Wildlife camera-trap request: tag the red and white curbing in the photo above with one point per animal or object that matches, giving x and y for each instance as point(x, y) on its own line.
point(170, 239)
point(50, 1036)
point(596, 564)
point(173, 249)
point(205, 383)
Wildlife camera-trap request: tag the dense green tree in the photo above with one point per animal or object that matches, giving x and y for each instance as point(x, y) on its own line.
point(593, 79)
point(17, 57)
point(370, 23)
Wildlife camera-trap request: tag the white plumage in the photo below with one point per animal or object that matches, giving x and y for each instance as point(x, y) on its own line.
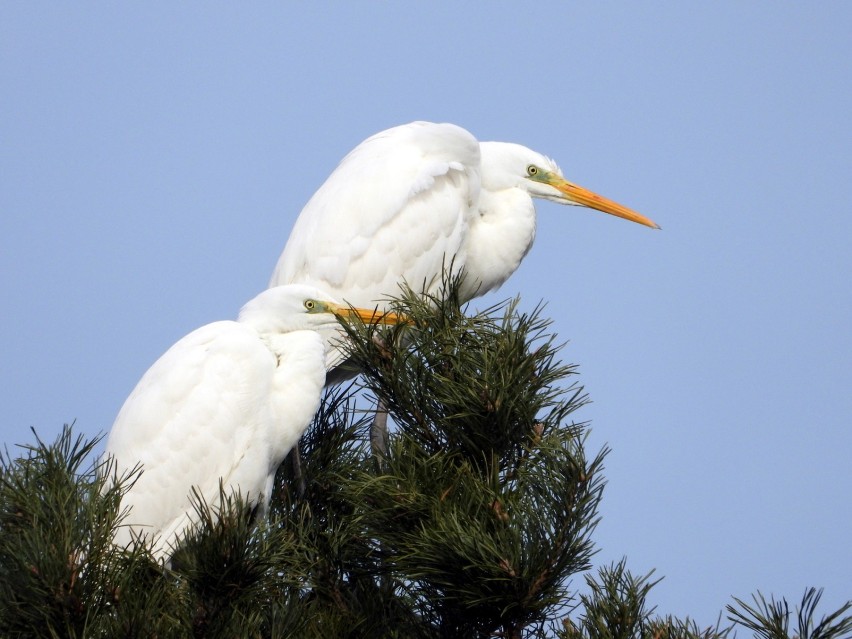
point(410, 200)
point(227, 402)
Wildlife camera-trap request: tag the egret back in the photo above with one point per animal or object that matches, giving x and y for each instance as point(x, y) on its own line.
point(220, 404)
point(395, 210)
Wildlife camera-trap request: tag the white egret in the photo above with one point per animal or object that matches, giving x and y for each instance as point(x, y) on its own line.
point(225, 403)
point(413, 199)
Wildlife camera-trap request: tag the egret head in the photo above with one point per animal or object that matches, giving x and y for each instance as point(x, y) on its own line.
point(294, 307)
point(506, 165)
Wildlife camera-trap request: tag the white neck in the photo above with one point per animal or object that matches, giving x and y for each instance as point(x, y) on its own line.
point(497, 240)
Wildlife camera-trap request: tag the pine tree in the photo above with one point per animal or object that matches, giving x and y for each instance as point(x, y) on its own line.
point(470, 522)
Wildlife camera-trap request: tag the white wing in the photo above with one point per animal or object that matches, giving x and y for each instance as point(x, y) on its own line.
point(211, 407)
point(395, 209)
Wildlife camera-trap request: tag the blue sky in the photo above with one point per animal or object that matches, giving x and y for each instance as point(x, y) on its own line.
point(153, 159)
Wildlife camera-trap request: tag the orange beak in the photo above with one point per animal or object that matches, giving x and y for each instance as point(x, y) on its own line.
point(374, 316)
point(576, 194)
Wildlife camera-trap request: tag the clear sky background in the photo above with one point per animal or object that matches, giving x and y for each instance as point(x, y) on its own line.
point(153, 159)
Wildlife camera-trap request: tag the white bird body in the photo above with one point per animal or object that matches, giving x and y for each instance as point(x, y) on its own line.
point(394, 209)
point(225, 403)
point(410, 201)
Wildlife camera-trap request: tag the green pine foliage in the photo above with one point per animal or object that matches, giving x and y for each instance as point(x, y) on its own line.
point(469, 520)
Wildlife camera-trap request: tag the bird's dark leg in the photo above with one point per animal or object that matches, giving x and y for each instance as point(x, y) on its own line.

========

◆ Job
Take the lines of the material from the one containing "Wildlife camera-trap request: tag the egret head" through the one containing "point(497, 240)". Write them out again with "white neck" switched to "slender neck" and nothing else altered.

◆ Answer to this exercise
Wildlife camera-trap request: tag the egret head in the photo above with one point per animal or object that matches, giving x and y for each instance as point(x, y) on its own line.
point(294, 307)
point(506, 165)
Wildlife camera-trap request: tag the slender neck in the photo above with one point per animal or object that matches, giving x and y for each instance as point(x, y) on its own line.
point(497, 240)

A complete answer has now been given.